In practical workloads, joins are typically combined with selections and projections, in an effort to minimize intermediate result sizes (e.g., push selections and projections close to the relation). This approach can also be used here to further improve performance.

Predicate evaluation could filter out tuples, and alleviate memory utilization by creating gaps in the FPGA datapath. This could improve the build phase performance because it removes some of the costly atomic operations. The gaps could also mitigate back-pressure in the probe phase caused by long node chains. By adding the selection hardware on the FPGA, the latency will increase but because it is fully pipelined [16] it would not decrease the throughput.

Projection and the join step (i.e., using the tuple pointers to actually create the joined result) are ideal candidates for FPGA acceleration. Both are naturally parallel and streamable. Many works have leveraged these operations to improve performance [17; 14; 9]. In the special case where an entire tuple fits in one memory word the probe engine presented in this work can be easily extended to perform the join step. The engine already joins the pointers, but a little modification can replace them with the values instead. In order to capture the real effect of FPGA multithreading in the join operation, our implementation does not consider the selection, projection and join step.

▶ [Task]: Write what comes next in the passage on FPGA-accelerated joins, beginning right after its final sentence.

▶ [Recorded information]:

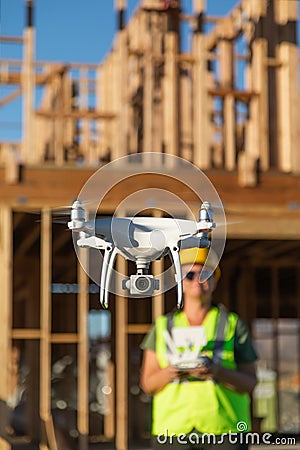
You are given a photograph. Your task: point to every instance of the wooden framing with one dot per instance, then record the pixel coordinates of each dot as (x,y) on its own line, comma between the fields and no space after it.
(6,283)
(149,96)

▶ [Reply to the task]:
Another common optimization applied to multicore hash joins is partitioning, which eliminates the costly thread synchronization and allows to keep partitioned tuples cache resident [15]. However, this idea is not applicable to our FPGA engines. Even with partitioned data, each engine still has hundreds of outstanding read and write requests. Since all these requests are processed in a pipelined manner the only way to avoid race conditions will be to use atomic operations or some form of locking. Moreover our approach does not cache results on FPGA BRAM, hence decreasing the partition size will not have any effect on FPGA performance.

# 4. EXPERIMENTAL RESULTS

We proceed with a description of the target architecture, the Convey-MX, and discuss how engines can be duplicated to match the available memory bandwidth. The FPGA hash join implementation is compared in terms of overall throughput against the best multicore approach [4]. We also present experiments on the scalability of the FPGA designs and their space utilization. Synthesizing FPGAs is well known to be a time intensive task; nevertheless, all designs in this paper are capable of processing different join queries **without** needing to re-synthesize the FPGA logic.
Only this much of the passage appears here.